TASK DIRECTIONS » Continue the forum thread about the probability of at least two girls among the school captain and vice-captains, starting after its last reply.

TEXT SECTION »
============

Question

A school captain and 2 vice-captains are to be chosen from a group of 5 boys and 6 girls. What is the probability that all 3 positions will be taken by:
at least two girls?

Answer 1

Here we will use the concept that I was applying that day I guess..

Answer 2

Firstly find the total number of combinations you can choose to form Captain and Vice captains..

You can do that in :

\[\large ^{11}C_3\]

Answer 3

And note that the word "Atleast " comes here..

Answer 4

3 positions taken by at least 2 girls has the following 2 cases:
1) 2G and 1B
2) 3G and 0B

no. of ways for (1) is 6C2 * 5C1
no. of ways for (2) is 6C3 * 5C0

so the total no. of ways for at least 2 girls is (6C2 * 5C1) + (6C3 * 5C0)
for the probability, divide that exp by the total no. of ways for selecting the captains = 11C3

Answer 5

Atleast means you can have 2 girls out of 3 or you can have 3 out of 3 also..

SO:
\[^6C_2 \times ^5C_1 + ^6C_3\]

Answer 6

huh?

============

DATASET EXCERPT »
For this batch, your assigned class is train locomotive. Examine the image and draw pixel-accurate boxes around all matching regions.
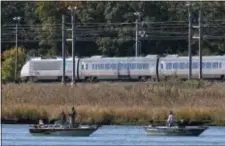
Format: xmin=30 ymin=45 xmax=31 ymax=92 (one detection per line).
xmin=20 ymin=55 xmax=225 ymax=82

============

ANSWER TO THE TASK »
Answer 7

sorry, explain please :(

Answer 8

which part is confusing u?

Answer 9

I am making the combinations so check this:


2 girls And 1 boy Or 3 girls AND 0 boy..

\(^6C_2\) \(\times \) \(^5C_1\) + \(^6C_3\) \(\times\) \(^5C_0\)



2 girls out of 6 you can choose in \(^6C_2\)
1 boy you can select in out of 5 : \(^5C_1\)

3 girls out of 6 you can have in : \(^6C_3\)

0 boys out of 5 you can have in : \(^5C_0\)

Answer 10

ok got it, thanks.

Answer 11

Sure no ??

Answer 12

ya, sure.

Answer 13

Solve it and try to find out the answer..

Answer 14

yep, got it.

Answer 15

Well Done..